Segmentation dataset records
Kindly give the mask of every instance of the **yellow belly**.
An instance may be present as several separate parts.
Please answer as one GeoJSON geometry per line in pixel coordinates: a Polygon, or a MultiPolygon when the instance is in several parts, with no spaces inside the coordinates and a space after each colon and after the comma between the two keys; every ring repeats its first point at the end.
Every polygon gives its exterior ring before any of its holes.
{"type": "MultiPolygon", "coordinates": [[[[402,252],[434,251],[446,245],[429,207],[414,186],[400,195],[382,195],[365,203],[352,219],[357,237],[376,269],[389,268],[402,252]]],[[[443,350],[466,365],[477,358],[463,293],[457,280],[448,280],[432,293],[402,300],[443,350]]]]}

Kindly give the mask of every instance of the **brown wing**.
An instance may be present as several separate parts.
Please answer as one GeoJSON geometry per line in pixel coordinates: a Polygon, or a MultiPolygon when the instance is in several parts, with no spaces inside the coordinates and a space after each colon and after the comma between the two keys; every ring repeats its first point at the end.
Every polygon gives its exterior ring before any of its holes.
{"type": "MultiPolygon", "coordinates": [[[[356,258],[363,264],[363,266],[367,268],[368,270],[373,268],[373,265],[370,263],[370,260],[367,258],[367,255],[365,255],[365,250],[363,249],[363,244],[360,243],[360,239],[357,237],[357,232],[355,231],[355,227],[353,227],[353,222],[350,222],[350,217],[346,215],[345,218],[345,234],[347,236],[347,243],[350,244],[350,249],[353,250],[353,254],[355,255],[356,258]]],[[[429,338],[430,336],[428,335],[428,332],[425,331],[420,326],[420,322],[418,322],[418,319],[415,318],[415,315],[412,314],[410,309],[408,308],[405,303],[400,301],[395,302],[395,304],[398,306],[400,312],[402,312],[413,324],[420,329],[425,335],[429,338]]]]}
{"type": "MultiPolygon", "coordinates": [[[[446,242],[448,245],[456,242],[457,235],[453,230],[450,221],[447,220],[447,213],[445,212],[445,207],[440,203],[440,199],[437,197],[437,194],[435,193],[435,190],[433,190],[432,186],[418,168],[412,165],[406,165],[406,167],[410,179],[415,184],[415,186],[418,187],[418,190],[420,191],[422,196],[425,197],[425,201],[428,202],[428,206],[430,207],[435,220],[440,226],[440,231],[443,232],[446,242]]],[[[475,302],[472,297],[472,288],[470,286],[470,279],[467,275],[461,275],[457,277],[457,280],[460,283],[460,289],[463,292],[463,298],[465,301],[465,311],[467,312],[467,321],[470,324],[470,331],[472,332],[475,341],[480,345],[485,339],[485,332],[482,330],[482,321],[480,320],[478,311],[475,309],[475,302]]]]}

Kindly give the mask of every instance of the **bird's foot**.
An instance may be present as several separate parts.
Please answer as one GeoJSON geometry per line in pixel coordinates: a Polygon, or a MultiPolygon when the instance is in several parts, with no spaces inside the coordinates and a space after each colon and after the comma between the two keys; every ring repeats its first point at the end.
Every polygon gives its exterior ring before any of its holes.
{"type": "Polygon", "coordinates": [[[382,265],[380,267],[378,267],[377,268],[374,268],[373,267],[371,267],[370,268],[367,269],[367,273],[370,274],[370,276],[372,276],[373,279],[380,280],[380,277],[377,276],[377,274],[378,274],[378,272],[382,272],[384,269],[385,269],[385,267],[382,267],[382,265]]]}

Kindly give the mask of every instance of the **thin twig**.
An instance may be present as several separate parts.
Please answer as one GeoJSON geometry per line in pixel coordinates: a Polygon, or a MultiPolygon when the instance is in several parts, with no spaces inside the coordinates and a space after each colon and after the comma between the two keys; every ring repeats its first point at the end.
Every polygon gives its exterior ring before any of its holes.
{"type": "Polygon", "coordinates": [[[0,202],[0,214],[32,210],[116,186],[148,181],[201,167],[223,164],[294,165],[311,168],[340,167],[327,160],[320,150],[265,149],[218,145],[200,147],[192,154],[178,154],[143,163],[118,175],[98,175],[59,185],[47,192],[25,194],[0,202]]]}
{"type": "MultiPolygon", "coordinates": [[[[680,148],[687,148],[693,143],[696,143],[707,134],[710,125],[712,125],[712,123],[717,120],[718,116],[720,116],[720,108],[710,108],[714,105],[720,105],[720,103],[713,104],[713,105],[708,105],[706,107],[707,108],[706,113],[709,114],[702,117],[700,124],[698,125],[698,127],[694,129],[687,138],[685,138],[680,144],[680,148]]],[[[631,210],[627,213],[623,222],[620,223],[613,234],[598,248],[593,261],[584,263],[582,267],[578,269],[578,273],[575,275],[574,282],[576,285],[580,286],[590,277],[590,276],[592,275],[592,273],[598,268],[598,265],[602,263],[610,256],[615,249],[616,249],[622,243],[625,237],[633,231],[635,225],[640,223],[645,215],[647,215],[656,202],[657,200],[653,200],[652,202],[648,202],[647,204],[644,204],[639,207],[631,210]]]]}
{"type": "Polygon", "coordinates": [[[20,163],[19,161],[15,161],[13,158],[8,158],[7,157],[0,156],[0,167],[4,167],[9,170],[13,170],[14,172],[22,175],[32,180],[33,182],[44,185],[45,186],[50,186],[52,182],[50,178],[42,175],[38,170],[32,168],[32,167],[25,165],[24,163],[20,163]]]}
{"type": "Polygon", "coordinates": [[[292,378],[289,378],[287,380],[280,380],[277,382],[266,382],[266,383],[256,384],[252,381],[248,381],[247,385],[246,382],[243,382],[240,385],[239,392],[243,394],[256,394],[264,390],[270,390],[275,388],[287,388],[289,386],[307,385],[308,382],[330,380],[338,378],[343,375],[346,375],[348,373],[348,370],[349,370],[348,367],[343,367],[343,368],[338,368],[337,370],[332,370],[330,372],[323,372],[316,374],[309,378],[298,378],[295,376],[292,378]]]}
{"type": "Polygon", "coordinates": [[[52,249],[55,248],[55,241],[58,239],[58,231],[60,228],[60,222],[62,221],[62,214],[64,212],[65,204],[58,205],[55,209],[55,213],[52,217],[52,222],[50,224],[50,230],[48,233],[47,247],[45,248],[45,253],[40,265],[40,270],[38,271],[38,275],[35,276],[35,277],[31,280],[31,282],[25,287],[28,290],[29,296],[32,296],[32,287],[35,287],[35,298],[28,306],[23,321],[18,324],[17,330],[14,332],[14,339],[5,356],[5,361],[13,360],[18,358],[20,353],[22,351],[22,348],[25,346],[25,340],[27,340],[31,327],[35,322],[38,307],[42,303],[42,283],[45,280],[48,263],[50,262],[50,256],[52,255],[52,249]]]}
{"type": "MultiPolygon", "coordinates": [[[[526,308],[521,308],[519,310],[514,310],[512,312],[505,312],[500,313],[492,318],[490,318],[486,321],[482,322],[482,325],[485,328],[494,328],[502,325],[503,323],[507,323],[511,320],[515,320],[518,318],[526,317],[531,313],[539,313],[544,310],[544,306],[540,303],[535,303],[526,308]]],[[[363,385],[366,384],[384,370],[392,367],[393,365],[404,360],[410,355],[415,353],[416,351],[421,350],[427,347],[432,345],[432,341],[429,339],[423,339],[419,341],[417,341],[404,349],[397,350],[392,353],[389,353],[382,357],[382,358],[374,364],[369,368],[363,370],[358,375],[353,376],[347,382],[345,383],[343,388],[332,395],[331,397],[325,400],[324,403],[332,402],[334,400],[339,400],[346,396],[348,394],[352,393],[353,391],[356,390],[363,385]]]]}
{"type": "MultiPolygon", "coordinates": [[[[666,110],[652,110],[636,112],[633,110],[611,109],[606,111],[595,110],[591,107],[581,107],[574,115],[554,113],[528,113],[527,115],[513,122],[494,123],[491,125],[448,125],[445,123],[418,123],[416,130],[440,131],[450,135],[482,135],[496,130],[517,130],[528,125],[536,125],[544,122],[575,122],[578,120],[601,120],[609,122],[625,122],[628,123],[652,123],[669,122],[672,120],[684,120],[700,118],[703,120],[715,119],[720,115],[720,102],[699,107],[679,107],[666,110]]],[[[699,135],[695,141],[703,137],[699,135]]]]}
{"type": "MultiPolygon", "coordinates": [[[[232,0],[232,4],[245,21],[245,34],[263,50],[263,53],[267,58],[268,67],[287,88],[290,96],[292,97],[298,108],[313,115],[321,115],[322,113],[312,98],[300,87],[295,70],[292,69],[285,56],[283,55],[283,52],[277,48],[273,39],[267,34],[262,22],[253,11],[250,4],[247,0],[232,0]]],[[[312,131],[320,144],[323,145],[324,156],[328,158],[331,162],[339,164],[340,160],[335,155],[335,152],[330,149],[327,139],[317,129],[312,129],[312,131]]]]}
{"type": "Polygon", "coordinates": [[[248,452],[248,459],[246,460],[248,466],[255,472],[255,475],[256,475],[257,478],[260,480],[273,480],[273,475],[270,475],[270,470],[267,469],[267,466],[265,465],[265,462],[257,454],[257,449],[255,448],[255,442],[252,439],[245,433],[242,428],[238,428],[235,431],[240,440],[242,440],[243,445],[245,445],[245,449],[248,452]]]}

What to do: Report every line of the records above that contains the word "mask".

Result:
Kindly give the mask of every instance of the **yellow belly**.
Kindly give the mask of every instance of the **brown wing**.
Kindly give the mask of every instance of the **bird's foot**.
Kindly give the mask of every instance of the **thin twig**.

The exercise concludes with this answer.